— Start Entries —

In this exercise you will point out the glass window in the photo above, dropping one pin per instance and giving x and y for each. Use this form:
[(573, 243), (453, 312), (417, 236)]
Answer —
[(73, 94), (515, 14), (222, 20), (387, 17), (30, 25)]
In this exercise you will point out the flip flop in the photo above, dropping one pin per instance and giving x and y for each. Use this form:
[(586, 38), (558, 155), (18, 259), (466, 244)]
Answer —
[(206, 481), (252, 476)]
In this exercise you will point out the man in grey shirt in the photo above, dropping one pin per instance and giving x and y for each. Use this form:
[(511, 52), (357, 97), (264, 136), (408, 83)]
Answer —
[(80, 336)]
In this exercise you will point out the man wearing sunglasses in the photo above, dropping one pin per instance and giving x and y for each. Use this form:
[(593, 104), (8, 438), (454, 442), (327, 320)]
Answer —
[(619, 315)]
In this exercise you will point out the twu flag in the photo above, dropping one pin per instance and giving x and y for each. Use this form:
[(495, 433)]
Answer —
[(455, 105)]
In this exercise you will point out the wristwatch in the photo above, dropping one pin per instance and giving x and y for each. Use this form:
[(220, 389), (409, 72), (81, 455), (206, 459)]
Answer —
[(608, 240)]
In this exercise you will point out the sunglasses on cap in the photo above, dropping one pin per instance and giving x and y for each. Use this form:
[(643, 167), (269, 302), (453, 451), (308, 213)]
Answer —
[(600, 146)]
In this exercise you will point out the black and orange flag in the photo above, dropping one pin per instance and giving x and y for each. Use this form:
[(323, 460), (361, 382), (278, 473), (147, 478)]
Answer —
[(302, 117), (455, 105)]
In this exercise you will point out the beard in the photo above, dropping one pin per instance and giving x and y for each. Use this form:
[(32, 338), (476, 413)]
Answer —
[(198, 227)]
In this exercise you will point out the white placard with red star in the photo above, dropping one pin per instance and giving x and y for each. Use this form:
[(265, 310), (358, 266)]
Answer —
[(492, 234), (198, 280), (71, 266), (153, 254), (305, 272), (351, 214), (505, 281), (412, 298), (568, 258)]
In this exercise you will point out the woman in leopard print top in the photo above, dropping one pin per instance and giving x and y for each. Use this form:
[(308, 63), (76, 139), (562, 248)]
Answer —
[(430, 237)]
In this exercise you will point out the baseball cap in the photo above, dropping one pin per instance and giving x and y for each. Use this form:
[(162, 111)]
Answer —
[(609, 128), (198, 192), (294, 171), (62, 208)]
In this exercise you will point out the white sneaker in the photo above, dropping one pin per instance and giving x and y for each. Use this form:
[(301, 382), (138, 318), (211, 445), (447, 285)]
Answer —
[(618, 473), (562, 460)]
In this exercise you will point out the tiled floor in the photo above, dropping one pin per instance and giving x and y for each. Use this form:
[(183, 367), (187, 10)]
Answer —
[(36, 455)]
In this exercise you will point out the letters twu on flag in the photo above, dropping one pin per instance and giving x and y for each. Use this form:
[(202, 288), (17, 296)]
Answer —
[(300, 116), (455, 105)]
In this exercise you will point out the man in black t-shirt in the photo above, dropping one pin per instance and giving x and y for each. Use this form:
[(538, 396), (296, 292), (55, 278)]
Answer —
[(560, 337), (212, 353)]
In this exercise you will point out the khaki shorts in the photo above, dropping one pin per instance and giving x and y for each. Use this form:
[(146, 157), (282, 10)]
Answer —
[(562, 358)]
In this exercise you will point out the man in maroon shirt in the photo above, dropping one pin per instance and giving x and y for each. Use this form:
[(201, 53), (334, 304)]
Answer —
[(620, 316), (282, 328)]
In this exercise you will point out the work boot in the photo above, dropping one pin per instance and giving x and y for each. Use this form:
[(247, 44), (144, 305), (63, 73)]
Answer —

— End Entries —

• [Aim] Convert all the records above into a Markdown table with two columns, Row and Line. Number each row and leave out blank lines.

• [Answer for this exercise]
| Row | Line |
|---|---|
| 1 | In this exercise you will point out the glass window in the photo above, dropping one pin per instance and giving x and y for each. Use this form: |
| 2 | [(573, 243), (453, 312), (417, 236)] |
| 3 | Answer — |
| 4 | [(73, 94), (515, 14), (222, 20), (387, 17), (30, 25)] |
| 5 | In this exercise you will point out the flip flop in the photo above, dropping one pin per instance and giving x and y for each. Use this form: |
| 6 | [(586, 38), (558, 155), (18, 259), (466, 244)] |
| 7 | Answer — |
| 8 | [(206, 481), (252, 476)] |
| 9 | In this exercise you will point out the man in grey shirt in the photo above, dropping one pin per instance and giving x and y for each. Use this form: |
| 10 | [(511, 52), (357, 97), (264, 136), (408, 83)] |
| 11 | Answer — |
| 12 | [(80, 336)] |
| 13 | In this exercise you will point out the man wearing sunglasses in the photo above, dropping one pin per instance and giving x and y for each. Use this form: |
| 14 | [(593, 104), (8, 438), (454, 442), (327, 320)] |
| 15 | Answer — |
| 16 | [(619, 315)] |
| 17 | In this exercise you will point out the twu flag in the photo above, dropping one pin per instance and giving x and y for each. Use this form: |
| 18 | [(495, 433)] |
| 19 | Answer — |
| 20 | [(455, 105)] |
| 21 | In this exercise you will point out the wristwatch in the photo above, dropping one pin per instance and giving x and y for each. Use this form: |
| 22 | [(220, 389), (409, 72), (81, 455), (206, 459)] |
| 23 | Answer — |
| 24 | [(608, 240)] |
| 25 | In this exercise you will point out the sunglasses on cap in the photo above, dropping one pin per instance and giving x and y for each. Use this form: |
| 26 | [(643, 167), (269, 302), (453, 451), (308, 213)] |
| 27 | Answer — |
| 28 | [(600, 146)] |
| 29 | In this exercise you will point out the black and orange flag in the photo above, dropping one pin per instance and giving x and y for each. Use this form: |
| 30 | [(323, 460), (361, 382), (278, 473), (147, 478)] |
| 31 | Answer — |
| 32 | [(302, 117), (455, 105)] |
| 33 | In this exercise you will point out the beard in the photo above, dropping one pin per instance and giving x and y for each. Use this form: |
| 34 | [(32, 338), (476, 413)] |
| 35 | Answer — |
| 36 | [(198, 227)] |
| 37 | In this exercise you will point out the white placard with red star in the photo above, dropping one pin per instance and giving x and y for each. Use this form: |
| 38 | [(265, 310), (358, 266)] |
| 39 | Answer — |
| 40 | [(492, 234), (198, 280), (71, 266), (153, 254), (305, 272), (351, 214), (505, 281), (412, 298), (568, 258)] |
| 41 | In this exercise you will point out the woman in leopard print top in the photo above, dropping one pin per instance and giving x and y for each. Use this form: |
| 42 | [(308, 63), (76, 139), (562, 248)] |
| 43 | Answer — |
| 44 | [(430, 237)] |
| 45 | In this exercise you will point out the baseball cap in the photo above, dropping one pin per instance and giving x and y for each. Use this form: |
| 46 | [(162, 111)] |
| 47 | Answer — |
| 48 | [(609, 128), (198, 192), (294, 171), (62, 208)] |
| 49 | In this exercise you will point out the white sneaker in the photo above, dropping one pin per instance and giving x and y for each. Use this form: |
| 50 | [(301, 382), (138, 318), (211, 445), (447, 285)] |
| 51 | Answer — |
| 52 | [(618, 473), (562, 460)] |
| 53 | In this exercise you will point out the tiled floor in the photo above, dropping one pin per instance and giving x and y for each. Use this form: |
| 54 | [(183, 367), (187, 10)] |
| 55 | Answer — |
| 56 | [(36, 455)] |
| 57 | In this exercise you will point out the letters twu on flag in the photo above, dropping one pin per instance and giving x and y for each. Use this form: |
| 58 | [(202, 288), (17, 296)] |
| 59 | Answer — |
| 60 | [(300, 116), (455, 105)] |
| 61 | In this exercise you will point out the man in black t-shirt in the photo above, dropping one pin per instance and giving x and y for each. Use this form: |
| 62 | [(538, 396), (296, 292), (55, 278)] |
| 63 | Answer — |
| 64 | [(560, 337), (212, 353)] |
| 65 | In this exercise you will point out the khaki shorts in the photo above, dropping one pin per instance and giving x and y for each. Use this form: |
| 66 | [(146, 157), (282, 10)] |
| 67 | Answer — |
| 68 | [(562, 358)] |
| 69 | In this exercise you will point out the man in maroon shirt in the photo above, dropping one pin per instance and giving x and y for each. Use this form: |
| 70 | [(201, 53), (334, 304)] |
| 71 | Answer — |
| 72 | [(620, 316), (282, 328)] |
| 73 | In this exercise you will point out the work boot in the photo above, dropping one pin per instance and giving x and y for each. Use this form: |
| 74 | [(247, 44), (144, 305), (63, 73)] |
| 75 | Answer — |